3 Types of Poker Tells Every Player Should Know

March 18, 2026 · 8 min read

In This Article

  1. Why Categorizing Tells Changes How You Learn Them
  2. At a Glance: The 3 Tell Types Compared
  3. Type 1: Timing Tells
  4. Type 2: Speech Tells
  5. Type 3: Betting Tells
  6. Which Type to Focus On First
  7. Reading Multiple Tell Types Together
  8. FAQ

Most poker players have heard of tells. Fewer can actually use them at the table. Part of the problem is that "tells" gets treated as one undifferentiated blob of information — as if every wink, pause, and bet sizing decision belongs to the same category.

They don't. Poker tells break cleanly into three distinct types, each with its own mechanics, reliability profile, and exploitation method. Understanding the differences lets you focus your attention at the table instead of trying to track everything at once.

This guide covers all three types in depth: what they are, how reliable each one is, and specific patterns you can start using tonight.

··········

§ EXERCISES TO COMPLETE:
a – How would this sentence from the poker tells article read in Spanish: "Understanding the differences lets you focus your attention at the table instead of trying to track everything at once."
b – Can you carry on the poker tells article, starting right after its last sentence?

[Dataset entries]
··········

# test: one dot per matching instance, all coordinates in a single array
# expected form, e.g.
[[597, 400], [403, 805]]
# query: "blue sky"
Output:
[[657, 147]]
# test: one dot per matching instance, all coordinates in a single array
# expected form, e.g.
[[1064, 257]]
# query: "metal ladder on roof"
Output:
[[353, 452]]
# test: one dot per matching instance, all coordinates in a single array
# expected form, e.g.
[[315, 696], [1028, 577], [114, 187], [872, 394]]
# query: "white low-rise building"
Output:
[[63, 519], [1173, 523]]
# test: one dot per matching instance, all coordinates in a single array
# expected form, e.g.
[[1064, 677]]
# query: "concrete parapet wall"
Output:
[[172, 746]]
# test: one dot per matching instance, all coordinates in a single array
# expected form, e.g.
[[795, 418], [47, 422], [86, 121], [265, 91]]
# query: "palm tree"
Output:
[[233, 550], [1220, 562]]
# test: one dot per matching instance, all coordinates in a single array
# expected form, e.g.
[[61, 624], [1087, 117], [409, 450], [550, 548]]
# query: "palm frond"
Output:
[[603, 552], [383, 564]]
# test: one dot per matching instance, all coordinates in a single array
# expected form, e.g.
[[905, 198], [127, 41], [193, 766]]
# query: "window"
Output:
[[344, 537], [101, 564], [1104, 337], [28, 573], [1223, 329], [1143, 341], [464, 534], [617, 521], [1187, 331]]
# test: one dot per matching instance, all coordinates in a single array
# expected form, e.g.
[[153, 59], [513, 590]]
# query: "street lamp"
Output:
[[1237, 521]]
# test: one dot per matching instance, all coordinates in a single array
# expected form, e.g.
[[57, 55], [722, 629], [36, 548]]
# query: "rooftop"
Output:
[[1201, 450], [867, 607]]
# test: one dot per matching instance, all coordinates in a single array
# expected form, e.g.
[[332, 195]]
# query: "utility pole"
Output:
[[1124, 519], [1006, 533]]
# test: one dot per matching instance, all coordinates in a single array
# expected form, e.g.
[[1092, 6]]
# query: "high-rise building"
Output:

··········

§ ANSWERS TO THE PROBLEMS:
a – Entender las diferencias te permite concentrar tu atención en la mesa en lugar de intentar seguir todo a la vez.

b –
Why Categorizing Tells Changes How You Learn Them

Think about how a doctor learns to diagnose. They don't memorize thousands of individual symptoms in isolation. They learn systems — cardiovascular, neurological, respiratory — and understand how each system produces its own class of symptoms.

Tell-reading works the same way. When you know which category a behavior falls into, you automatically know:

A player who approaches tells systematically will develop faster and make fewer false reads than one who collects random tips without a framework.

At a Glance: The 3 Tell Types Compared

Tell Type What You Observe Reliability Works Online? Hardest to Fake?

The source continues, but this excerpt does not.